──────── Records ────────

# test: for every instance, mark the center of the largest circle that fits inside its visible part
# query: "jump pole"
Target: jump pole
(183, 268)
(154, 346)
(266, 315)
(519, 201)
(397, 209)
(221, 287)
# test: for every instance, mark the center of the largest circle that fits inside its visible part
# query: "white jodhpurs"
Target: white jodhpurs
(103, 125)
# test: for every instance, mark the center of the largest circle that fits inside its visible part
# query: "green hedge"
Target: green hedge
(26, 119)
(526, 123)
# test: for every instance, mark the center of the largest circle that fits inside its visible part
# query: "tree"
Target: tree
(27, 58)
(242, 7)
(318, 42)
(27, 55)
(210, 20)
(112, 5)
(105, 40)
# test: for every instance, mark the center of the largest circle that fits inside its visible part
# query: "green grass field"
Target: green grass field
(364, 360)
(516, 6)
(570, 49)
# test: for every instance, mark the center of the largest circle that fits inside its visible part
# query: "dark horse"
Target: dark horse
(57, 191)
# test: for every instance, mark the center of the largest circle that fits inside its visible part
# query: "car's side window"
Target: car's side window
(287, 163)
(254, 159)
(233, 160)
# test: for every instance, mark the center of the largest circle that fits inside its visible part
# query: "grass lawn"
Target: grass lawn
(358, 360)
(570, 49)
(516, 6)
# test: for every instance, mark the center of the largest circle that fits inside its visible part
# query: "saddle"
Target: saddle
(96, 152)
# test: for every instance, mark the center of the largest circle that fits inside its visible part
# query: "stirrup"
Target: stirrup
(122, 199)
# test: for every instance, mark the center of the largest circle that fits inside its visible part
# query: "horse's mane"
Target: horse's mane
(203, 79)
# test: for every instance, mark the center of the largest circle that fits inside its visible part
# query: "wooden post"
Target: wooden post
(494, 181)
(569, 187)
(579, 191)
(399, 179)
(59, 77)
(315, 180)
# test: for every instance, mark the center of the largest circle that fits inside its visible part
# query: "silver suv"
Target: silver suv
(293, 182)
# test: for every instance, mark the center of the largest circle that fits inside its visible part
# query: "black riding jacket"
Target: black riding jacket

────────
──────── Records ────────

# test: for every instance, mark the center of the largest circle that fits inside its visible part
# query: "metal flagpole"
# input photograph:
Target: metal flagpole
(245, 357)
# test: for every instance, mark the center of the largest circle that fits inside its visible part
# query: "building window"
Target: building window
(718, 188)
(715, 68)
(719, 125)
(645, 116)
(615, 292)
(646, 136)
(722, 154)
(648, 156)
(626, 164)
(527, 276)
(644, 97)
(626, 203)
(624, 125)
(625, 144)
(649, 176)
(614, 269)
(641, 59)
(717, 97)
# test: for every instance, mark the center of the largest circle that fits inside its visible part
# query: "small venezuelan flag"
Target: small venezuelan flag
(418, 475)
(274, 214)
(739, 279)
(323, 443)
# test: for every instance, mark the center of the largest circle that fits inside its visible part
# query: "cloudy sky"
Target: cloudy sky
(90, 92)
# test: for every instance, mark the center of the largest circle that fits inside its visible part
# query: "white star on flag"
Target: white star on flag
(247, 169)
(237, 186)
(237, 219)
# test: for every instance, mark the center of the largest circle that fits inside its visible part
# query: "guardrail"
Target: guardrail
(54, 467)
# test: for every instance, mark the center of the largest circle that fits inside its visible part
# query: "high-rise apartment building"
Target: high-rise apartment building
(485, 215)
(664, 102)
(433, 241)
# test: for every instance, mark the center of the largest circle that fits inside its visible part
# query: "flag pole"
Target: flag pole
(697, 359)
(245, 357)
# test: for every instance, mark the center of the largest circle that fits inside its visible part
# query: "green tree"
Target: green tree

────────

:: Problem statement ::
Beginning at the line above with "Target: metal flagpole" and finishing at the line with "Target: green tree", return each line exactly and return nothing else.

:: Expected output ::
Target: metal flagpole
(245, 357)
# test: for every instance, mark the center of the largest circle that fits inside its visible part
# query: "building window"
Target: building window
(718, 188)
(715, 68)
(719, 125)
(645, 116)
(615, 292)
(646, 136)
(722, 154)
(648, 156)
(626, 164)
(527, 276)
(644, 97)
(626, 203)
(624, 125)
(625, 144)
(649, 176)
(614, 269)
(641, 59)
(717, 97)
# test: for every instance, mark the center of the largest circle that fits inside its visible part
# query: "small venezuelan flag"
Target: small venezuelan flag
(418, 475)
(274, 214)
(739, 279)
(323, 443)
# test: for every instance, mark the center of the largest circle that fits inside its visible part
# query: "cloudy sky"
Target: cloudy sky
(90, 92)
# test: for every instance, mark the center of the largest circle that fits inside its visible part
# query: "white star on flag"
Target: white star on flag
(247, 169)
(237, 186)
(237, 219)
# test: for every instance, mark the center of the largest circle that fits inside its visible part
# query: "guardrail"
Target: guardrail
(54, 467)
# test: for every instance, mark the center of the largest circle that fits inside its visible part
# query: "high-rise apartment building"
Target: high-rise apartment building
(485, 215)
(664, 102)
(433, 241)
# test: for every instance, mark the center of the largest circle that fits inside its visible part
# query: "flag pole"
Target: flag pole
(697, 359)
(245, 357)
# test: for every instance, mark the center of the largest circle that fits inside its visible part
# query: "green tree"
Target: green tree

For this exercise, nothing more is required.